━━ Provided records

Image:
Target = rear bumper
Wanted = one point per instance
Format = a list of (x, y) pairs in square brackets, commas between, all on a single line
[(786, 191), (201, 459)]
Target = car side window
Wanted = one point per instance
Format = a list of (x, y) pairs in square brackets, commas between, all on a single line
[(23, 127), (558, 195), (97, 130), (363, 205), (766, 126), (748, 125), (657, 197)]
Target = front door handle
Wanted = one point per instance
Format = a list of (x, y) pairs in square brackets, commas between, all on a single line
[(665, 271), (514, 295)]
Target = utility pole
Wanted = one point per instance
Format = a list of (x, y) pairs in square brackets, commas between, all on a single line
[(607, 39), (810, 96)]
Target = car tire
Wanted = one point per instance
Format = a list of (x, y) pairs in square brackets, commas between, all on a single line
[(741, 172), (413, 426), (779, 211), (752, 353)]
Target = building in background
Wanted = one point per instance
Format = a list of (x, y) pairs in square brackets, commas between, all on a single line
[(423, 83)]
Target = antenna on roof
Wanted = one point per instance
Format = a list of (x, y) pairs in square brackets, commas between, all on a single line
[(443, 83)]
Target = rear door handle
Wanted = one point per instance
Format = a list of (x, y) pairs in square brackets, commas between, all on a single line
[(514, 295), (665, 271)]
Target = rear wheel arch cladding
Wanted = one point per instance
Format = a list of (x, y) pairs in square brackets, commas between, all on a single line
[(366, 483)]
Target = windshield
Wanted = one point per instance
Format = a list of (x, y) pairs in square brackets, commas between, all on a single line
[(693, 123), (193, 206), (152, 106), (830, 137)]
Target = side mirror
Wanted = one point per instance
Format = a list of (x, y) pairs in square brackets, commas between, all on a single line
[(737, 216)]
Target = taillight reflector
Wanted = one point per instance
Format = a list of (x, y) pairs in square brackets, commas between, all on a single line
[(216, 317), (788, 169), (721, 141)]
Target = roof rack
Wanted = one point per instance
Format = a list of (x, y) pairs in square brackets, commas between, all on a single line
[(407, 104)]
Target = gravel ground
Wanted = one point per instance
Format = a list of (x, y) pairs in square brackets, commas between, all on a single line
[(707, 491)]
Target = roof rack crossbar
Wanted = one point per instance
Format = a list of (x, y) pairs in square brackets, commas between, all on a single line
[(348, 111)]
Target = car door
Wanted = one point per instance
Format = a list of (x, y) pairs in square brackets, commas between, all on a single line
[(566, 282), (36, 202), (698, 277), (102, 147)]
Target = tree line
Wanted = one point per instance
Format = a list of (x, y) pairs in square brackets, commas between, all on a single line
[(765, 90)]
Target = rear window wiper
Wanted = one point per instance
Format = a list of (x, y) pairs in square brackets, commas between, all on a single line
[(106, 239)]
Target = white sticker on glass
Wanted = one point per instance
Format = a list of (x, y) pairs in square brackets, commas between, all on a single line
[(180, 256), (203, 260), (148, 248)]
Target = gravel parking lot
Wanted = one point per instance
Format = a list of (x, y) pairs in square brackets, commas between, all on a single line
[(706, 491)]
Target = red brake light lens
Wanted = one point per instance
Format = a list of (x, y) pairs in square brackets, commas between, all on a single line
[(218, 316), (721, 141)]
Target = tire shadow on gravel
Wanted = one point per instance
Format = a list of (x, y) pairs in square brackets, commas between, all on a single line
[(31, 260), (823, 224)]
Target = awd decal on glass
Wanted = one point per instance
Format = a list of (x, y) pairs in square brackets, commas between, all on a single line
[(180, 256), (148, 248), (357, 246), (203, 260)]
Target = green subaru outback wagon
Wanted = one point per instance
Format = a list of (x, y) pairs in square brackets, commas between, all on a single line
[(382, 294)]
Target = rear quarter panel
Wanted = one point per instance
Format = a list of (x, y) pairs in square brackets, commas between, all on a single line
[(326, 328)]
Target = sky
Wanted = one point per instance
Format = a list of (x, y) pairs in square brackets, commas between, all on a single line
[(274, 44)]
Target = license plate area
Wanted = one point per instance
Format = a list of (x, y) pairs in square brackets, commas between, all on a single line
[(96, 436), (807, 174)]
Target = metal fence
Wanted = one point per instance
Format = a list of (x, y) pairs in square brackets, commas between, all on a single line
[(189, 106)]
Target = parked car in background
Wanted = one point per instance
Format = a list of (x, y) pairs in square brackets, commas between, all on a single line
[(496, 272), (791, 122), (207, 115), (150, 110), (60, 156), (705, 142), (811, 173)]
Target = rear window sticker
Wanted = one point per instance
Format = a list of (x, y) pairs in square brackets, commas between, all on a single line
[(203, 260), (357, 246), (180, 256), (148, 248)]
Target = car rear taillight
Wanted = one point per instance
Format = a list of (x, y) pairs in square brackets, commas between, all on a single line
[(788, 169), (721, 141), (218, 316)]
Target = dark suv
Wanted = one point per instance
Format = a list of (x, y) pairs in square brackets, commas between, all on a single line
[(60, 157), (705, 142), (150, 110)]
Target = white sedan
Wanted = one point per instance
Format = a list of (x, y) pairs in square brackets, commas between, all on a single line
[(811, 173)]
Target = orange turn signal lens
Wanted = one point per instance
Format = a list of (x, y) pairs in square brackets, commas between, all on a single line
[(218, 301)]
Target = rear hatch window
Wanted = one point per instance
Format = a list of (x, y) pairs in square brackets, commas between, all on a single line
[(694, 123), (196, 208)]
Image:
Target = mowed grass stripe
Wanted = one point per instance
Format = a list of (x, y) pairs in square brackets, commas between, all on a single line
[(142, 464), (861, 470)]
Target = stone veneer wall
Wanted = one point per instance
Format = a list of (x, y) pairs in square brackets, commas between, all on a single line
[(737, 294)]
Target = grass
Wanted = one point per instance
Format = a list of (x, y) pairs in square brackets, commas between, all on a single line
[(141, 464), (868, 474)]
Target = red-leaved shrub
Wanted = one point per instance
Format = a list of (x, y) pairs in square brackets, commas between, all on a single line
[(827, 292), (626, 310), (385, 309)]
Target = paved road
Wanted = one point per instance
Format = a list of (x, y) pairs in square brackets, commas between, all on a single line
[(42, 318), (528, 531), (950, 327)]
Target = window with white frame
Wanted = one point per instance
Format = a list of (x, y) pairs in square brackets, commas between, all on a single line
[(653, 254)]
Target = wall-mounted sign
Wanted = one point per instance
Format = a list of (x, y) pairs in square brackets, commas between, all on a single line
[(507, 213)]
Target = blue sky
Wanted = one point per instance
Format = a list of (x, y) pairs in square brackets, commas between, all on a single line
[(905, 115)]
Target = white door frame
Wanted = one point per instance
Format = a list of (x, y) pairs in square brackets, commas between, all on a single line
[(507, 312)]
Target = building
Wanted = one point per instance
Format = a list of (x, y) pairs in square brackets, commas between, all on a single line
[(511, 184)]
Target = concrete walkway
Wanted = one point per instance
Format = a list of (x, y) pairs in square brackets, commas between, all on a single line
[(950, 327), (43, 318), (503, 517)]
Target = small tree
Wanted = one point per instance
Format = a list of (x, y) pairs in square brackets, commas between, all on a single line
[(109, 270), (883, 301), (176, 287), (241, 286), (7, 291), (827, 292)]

━━━━

**Task statement:** Search the data above and return each line in which "taillight" occurs.

**Task result:**
Target = taillight reflector
Target = car rear taillight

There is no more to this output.